## [Check your understanding]
#1 In the page on hemp fiber uses, what is hemp fiber replacing in automobile interior panels?
#2 Reproduce the page on hemp fiber uses word for word, from "Hemp fibre is prized" to "in their structure.".

--- Document section Enclosed Below ---

Modern Uses of Industrial Hemp: Bast Fibre

Textiles

Hemp fibre is one of the strongest, longest and most durable vegetable fibres. Hemp fabrics have superior qualities such as UV resistance, distinctive feel, antibacterial properties, and breathability. Hemp fibre can be spun as smooth as silk or as coarse as burlap.

  • Fabrics
  • Apparel
  • Bags
  • Shoes
  • Socks
 

Technical Textiles

Hemp fibre is prized for its strength, length and durability and makes outstanding twine, ropes and fibre-mats.

  • Cordage
  • Netting
  • Canvas
  • Carpeting
 

New Use Industrial Products

Hemp fibre is used in industrial products for both its technological and ecological benefits. One of the biggest markets currently is the automobile industry, where hemp fibre is replacing fibreglass in interior panels.

  • Biocomposites – materials made by nature or synthetically that include some type of natural material in their structure.
  • Geotextiles – permeable fabrics which, when used in association with soil, have the ability to filter, reinforce, separate, protect or drain.
  • Nonwovens – a sheet or web structure bonded together by entangling fibre or filaments mechanically, thermally or chemically.
  • Pultrusion – an automated process for manufacturing composite materials into continuous, constant cross-sectional profiles.

--- End of Enclosed Document section ---
--- Information supplied Enclosed Below ---

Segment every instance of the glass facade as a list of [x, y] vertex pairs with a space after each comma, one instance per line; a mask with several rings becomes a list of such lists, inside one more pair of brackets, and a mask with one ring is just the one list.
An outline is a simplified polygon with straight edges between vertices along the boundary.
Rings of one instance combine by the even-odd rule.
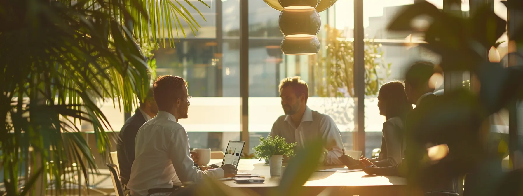
[[[180, 32], [180, 39], [175, 41], [174, 48], [169, 47], [167, 40], [165, 48], [153, 51], [157, 75], [183, 77], [188, 82], [189, 95], [194, 97], [191, 99], [189, 118], [179, 121], [188, 133], [191, 148], [223, 151], [228, 141], [240, 140], [239, 1], [204, 1], [210, 8], [191, 1], [207, 20], [195, 17], [201, 29], [195, 35], [188, 26], [184, 26], [186, 38]], [[442, 1], [428, 1], [442, 9]], [[495, 10], [506, 19], [506, 9], [499, 1], [496, 1]], [[377, 90], [381, 85], [402, 80], [406, 68], [413, 61], [423, 60], [436, 64], [439, 61], [437, 55], [419, 47], [423, 44], [420, 38], [386, 31], [388, 23], [395, 14], [405, 5], [413, 3], [414, 0], [363, 1], [367, 71], [364, 155], [367, 157], [372, 156], [373, 151], [376, 152], [381, 145], [382, 124], [385, 120], [377, 106]], [[249, 152], [253, 153], [252, 148], [258, 144], [259, 137], [266, 137], [274, 121], [283, 114], [278, 86], [281, 79], [294, 76], [301, 76], [309, 85], [308, 106], [332, 117], [340, 131], [346, 150], [353, 150], [353, 141], [357, 140], [355, 138], [357, 135], [353, 134], [356, 123], [354, 82], [351, 77], [346, 77], [346, 81], [340, 85], [331, 81], [328, 74], [340, 67], [339, 63], [332, 63], [337, 60], [331, 55], [334, 52], [331, 49], [343, 52], [354, 62], [350, 49], [354, 40], [354, 0], [338, 0], [334, 6], [320, 13], [324, 28], [317, 37], [321, 49], [317, 54], [301, 56], [285, 55], [280, 49], [283, 38], [278, 26], [280, 12], [262, 1], [250, 0], [248, 3]], [[462, 10], [465, 15], [468, 16], [469, 9], [468, 3], [464, 3]], [[334, 43], [343, 40], [343, 48], [332, 47]], [[163, 44], [163, 40], [158, 41]], [[499, 41], [506, 41], [506, 36]], [[502, 61], [506, 59], [506, 43], [502, 43], [498, 49]], [[443, 86], [440, 84], [437, 90]], [[106, 100], [102, 103], [102, 110], [105, 113], [113, 114], [108, 115], [109, 120], [113, 129], [119, 130], [123, 123], [123, 114], [109, 102]]]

--- End of Enclosed Information supplied ---

## [Exercise responses]
#1 Fibreglass

#2
Hemp fibre is prized for its strength, length and durability and makes outstanding twine, ropes and fibre-mats.

  • Cordage
  • Netting
  • Canvas
  • Carpeting
 

New Use Industrial Products

Hemp fibre is used in industrial products for both its technological and ecological benefits. One of the biggest markets currently is the automobile industry, where hemp fibre is replacing fibreglass in interior panels.

  • Biocomposites – materials made by nature or synthetically that include some type of natural material in their structure.